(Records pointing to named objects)
•••

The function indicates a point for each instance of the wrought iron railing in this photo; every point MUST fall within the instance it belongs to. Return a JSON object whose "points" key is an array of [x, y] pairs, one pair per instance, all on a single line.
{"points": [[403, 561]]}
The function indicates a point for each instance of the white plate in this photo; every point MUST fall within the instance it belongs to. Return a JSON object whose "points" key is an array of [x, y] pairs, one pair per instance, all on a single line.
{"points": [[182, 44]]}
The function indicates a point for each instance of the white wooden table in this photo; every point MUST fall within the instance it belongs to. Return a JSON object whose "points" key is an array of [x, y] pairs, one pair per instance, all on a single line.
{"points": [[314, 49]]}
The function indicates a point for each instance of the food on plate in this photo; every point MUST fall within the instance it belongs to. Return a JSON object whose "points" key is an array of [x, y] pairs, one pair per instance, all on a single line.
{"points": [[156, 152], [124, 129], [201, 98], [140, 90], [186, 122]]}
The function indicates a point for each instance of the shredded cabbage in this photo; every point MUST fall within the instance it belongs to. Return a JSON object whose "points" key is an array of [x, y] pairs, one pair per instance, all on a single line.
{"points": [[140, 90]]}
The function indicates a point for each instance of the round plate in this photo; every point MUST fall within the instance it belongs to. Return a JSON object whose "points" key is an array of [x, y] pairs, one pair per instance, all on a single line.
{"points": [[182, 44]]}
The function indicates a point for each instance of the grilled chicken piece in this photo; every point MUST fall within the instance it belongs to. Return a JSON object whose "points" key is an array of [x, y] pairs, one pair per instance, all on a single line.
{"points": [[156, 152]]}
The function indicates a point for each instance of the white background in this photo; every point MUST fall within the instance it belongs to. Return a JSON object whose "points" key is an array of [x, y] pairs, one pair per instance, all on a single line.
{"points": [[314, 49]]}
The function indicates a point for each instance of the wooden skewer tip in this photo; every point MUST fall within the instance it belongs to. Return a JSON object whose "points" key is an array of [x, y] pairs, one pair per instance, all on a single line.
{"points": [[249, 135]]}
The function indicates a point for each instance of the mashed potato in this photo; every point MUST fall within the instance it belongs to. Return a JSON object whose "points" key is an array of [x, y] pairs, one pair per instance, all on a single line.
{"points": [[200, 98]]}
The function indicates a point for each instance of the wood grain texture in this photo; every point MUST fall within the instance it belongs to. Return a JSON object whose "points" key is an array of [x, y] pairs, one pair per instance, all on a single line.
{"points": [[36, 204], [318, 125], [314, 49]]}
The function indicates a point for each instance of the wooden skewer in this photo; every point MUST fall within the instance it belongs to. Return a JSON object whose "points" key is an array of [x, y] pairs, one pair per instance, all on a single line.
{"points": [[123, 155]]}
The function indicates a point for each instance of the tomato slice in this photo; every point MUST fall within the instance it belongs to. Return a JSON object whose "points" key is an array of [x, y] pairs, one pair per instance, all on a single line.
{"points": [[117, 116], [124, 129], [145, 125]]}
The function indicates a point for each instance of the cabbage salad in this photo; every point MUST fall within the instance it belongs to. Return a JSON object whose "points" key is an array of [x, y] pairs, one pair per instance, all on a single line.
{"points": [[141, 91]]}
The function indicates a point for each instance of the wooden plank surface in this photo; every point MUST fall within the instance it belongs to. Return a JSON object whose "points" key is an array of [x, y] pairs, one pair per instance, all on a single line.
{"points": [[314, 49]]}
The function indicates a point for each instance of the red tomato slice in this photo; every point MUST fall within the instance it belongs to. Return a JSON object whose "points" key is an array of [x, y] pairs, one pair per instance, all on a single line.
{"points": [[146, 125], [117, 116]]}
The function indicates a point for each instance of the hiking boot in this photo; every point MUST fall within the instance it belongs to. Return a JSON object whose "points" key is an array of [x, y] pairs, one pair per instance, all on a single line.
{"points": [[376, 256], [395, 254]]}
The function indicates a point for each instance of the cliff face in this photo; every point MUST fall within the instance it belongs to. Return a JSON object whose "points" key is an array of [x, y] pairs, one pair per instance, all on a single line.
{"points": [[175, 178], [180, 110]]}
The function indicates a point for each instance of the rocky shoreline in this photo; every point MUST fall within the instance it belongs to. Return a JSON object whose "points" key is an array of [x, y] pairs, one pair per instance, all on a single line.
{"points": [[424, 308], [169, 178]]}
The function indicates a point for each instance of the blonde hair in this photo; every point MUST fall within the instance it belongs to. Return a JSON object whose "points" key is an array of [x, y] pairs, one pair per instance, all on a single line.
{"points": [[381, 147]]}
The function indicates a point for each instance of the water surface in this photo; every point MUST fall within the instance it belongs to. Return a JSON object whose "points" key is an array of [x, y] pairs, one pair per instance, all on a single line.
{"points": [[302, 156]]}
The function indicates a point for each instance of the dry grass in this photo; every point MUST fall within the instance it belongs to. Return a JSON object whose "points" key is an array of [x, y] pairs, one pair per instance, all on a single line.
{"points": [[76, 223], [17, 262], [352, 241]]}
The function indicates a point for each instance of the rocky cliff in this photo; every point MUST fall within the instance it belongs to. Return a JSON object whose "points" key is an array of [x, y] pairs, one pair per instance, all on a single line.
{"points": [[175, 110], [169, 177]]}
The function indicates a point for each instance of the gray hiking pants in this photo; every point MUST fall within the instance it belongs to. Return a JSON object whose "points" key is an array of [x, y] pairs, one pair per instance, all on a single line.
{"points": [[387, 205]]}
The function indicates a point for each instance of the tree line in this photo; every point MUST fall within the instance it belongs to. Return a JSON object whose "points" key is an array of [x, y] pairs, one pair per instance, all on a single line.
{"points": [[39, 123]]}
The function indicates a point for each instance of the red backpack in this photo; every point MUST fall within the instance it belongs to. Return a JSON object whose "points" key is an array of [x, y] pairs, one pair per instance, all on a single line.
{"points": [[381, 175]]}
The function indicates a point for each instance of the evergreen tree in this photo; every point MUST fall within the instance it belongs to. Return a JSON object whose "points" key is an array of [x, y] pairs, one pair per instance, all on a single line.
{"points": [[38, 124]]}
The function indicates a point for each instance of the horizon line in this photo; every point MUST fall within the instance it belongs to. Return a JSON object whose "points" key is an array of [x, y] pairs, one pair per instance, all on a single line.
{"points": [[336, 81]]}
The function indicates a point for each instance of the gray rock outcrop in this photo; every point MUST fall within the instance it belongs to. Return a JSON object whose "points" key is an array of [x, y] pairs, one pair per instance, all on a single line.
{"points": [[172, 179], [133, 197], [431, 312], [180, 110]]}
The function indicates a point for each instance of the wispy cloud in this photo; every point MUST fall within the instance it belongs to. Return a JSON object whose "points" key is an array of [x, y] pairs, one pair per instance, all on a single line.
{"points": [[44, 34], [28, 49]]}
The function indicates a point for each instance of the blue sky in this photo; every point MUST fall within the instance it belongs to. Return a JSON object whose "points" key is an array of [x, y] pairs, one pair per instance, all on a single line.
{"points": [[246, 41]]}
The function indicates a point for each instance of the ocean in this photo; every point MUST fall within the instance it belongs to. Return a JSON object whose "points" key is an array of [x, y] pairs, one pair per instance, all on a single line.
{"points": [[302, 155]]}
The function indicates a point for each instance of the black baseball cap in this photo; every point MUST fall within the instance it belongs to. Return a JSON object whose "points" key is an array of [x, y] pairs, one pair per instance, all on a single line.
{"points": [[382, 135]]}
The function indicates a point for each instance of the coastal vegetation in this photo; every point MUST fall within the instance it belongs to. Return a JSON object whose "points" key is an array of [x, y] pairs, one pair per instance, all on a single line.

•••

> GIVEN INSTRUCTION
Render the lines from the one containing "The function indicates a point for each instance of the blue" through the last line of the records, both included, as a numbered list, omitting blank lines.

> FINAL RESULT
1. The function indicates a point for each instance of the blue sky in this photo; every point MUST fall within the instance it belongs to. Return a JSON object whose "points" key is an array of [x, y] pairs, one pair per instance, all on a single line.
2. {"points": [[246, 41]]}
3. The function indicates a point for each instance of the ocean in this photo; every point MUST fall within the instance it belongs to. Return a JSON object whose "points" key is an array of [x, y] pairs, one pair per instance, all on a single line.
4. {"points": [[302, 155]]}
5. The function indicates a point for each instance of the black baseball cap in this photo; every point MUST fall within the instance it belongs to. Return a JSON object whose "points" key is an array of [x, y] pairs, one pair per instance, all on a single line.
6. {"points": [[382, 135]]}
7. The function indicates a point for each instance of the coastal vegetation in this photo; every point MUST fall within the instance it belongs to. Return a JSON object whose "points" key is an array of [x, y] pairs, one pair per instance, all on a single line.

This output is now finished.